**DATA FOR THE TASK:**
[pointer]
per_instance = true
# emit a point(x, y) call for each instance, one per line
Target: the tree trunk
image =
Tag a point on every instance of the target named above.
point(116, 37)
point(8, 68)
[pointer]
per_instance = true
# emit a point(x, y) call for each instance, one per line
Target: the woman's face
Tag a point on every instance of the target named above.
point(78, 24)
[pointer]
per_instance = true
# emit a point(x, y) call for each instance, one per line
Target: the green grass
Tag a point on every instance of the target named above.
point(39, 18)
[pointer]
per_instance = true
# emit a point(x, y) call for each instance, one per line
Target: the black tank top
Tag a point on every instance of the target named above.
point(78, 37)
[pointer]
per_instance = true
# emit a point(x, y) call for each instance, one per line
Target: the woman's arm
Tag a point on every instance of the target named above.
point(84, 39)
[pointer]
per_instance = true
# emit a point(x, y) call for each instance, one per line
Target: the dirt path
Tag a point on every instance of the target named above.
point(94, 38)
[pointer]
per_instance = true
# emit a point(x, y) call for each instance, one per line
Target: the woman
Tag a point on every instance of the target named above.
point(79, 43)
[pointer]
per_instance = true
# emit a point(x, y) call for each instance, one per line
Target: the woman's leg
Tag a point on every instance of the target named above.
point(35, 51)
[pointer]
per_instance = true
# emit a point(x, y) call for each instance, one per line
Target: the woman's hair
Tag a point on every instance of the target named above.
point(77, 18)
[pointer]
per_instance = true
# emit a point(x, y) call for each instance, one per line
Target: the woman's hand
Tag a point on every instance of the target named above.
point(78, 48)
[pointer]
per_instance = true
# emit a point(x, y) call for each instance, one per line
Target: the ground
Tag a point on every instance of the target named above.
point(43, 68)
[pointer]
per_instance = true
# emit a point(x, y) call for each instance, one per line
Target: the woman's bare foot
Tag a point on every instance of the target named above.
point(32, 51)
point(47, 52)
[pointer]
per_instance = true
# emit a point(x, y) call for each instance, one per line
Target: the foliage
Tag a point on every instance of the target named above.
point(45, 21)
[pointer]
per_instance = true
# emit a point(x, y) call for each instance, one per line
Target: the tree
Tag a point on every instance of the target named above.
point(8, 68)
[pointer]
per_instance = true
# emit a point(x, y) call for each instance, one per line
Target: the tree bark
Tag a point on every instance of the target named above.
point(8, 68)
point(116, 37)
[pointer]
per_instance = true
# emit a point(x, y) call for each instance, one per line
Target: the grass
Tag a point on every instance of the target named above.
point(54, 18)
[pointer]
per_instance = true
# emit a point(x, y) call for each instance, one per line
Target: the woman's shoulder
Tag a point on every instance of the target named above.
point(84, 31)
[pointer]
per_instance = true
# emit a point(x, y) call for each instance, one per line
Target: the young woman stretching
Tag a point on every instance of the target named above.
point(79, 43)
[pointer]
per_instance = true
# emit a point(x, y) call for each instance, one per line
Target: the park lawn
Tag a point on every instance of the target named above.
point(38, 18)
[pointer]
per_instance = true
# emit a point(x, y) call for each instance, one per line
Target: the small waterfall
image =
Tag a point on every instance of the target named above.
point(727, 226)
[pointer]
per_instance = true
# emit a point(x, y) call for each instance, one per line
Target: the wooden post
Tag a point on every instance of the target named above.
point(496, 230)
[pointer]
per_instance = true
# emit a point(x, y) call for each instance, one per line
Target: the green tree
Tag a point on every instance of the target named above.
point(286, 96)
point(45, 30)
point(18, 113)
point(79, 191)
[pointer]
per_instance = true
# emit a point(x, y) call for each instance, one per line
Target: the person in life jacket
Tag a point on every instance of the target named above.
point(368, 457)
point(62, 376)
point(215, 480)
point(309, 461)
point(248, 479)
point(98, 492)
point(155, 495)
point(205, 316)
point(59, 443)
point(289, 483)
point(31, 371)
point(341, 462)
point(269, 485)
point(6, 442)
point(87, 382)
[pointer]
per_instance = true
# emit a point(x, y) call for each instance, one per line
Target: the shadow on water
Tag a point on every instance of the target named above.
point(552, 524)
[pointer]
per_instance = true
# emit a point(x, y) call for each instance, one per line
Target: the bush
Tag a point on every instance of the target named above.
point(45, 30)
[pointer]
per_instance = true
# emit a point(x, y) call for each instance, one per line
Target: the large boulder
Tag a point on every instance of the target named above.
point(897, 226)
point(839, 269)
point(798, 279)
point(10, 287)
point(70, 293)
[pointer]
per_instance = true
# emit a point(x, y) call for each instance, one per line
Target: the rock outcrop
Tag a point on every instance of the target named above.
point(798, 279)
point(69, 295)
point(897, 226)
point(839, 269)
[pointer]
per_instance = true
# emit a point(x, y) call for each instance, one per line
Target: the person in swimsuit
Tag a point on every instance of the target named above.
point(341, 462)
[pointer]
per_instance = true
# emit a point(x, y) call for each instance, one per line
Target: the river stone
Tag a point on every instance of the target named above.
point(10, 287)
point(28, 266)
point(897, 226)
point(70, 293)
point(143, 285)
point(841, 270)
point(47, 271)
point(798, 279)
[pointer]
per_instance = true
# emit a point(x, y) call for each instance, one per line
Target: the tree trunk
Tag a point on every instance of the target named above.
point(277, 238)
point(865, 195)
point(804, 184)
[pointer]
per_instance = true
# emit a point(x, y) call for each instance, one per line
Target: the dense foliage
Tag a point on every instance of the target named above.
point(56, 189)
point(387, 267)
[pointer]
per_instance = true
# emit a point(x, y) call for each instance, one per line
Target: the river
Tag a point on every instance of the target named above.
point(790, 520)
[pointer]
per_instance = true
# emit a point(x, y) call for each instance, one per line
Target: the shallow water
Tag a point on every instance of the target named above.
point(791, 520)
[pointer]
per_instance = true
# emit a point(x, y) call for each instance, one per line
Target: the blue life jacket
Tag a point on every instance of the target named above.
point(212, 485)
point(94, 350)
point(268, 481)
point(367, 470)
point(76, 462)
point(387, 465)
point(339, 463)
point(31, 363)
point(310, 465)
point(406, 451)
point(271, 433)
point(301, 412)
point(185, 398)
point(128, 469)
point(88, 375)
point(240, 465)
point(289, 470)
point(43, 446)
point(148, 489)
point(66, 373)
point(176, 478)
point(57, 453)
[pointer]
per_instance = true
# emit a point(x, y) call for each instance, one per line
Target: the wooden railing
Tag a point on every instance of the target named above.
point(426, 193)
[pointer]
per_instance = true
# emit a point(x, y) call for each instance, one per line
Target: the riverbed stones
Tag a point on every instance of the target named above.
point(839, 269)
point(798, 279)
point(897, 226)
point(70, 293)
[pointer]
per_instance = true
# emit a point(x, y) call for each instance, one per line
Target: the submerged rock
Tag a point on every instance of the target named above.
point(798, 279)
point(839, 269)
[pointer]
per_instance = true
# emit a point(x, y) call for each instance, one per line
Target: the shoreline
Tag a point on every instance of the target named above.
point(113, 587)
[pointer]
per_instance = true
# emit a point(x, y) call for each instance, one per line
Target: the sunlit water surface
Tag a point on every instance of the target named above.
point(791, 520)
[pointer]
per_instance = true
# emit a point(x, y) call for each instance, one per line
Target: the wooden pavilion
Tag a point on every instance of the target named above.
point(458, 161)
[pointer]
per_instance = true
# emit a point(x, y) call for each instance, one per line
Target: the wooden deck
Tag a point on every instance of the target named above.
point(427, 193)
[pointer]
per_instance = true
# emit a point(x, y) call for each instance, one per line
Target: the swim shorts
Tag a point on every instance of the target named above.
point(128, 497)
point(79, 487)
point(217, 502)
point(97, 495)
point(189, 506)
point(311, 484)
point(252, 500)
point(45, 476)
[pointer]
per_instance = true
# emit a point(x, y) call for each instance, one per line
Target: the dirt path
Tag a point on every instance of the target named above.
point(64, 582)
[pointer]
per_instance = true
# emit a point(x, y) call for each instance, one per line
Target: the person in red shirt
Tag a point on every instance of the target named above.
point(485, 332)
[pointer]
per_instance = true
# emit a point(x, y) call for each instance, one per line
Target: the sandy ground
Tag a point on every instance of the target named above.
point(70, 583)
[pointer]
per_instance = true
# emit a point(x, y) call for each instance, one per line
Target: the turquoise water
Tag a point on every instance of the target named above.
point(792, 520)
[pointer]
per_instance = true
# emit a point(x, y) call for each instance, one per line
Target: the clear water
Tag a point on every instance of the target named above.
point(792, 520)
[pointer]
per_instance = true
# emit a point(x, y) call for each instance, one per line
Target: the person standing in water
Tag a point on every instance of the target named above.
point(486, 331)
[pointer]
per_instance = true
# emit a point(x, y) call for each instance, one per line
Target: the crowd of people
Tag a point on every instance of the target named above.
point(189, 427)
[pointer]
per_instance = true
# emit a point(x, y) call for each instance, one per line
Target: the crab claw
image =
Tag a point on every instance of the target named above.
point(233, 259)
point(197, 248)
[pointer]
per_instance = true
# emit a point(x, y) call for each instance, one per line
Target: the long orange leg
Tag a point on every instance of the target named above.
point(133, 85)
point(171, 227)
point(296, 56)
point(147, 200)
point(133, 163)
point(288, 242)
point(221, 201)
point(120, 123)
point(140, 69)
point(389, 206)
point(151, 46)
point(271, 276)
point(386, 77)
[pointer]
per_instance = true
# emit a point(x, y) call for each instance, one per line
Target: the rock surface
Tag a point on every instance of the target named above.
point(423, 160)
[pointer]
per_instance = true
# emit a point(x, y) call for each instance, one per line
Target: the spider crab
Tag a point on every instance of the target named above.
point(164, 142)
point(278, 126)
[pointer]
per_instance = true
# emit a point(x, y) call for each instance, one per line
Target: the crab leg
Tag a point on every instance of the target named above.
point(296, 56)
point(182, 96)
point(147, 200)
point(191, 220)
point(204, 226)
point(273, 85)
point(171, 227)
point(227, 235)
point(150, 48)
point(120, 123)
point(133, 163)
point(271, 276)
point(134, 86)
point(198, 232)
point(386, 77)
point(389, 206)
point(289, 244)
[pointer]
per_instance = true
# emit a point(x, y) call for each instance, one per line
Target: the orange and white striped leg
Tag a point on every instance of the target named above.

**EXERCISE PROMPT:**
Beginning at the line with "Target: the spider crab" and ending at the line with "Target: the orange and white striped leg", reproduce each line of the data above exactly, and add no other lines.

**WRITTEN ANSWER:**
Target: the spider crab
Tag a point on every instance of the target named above.
point(164, 142)
point(278, 126)
[pointer]
per_instance = true
# emit a point(x, y) call for each instance, one per line
Target: the crab leg
Tag a point on every instance of the target named above.
point(296, 56)
point(182, 96)
point(147, 200)
point(191, 220)
point(204, 226)
point(273, 85)
point(171, 227)
point(227, 235)
point(150, 48)
point(120, 123)
point(133, 163)
point(271, 276)
point(134, 86)
point(198, 232)
point(386, 77)
point(389, 206)
point(289, 244)
[pointer]
per_instance = true
# emit a point(x, y) call for each instance, one per line
Target: the orange and white striped leg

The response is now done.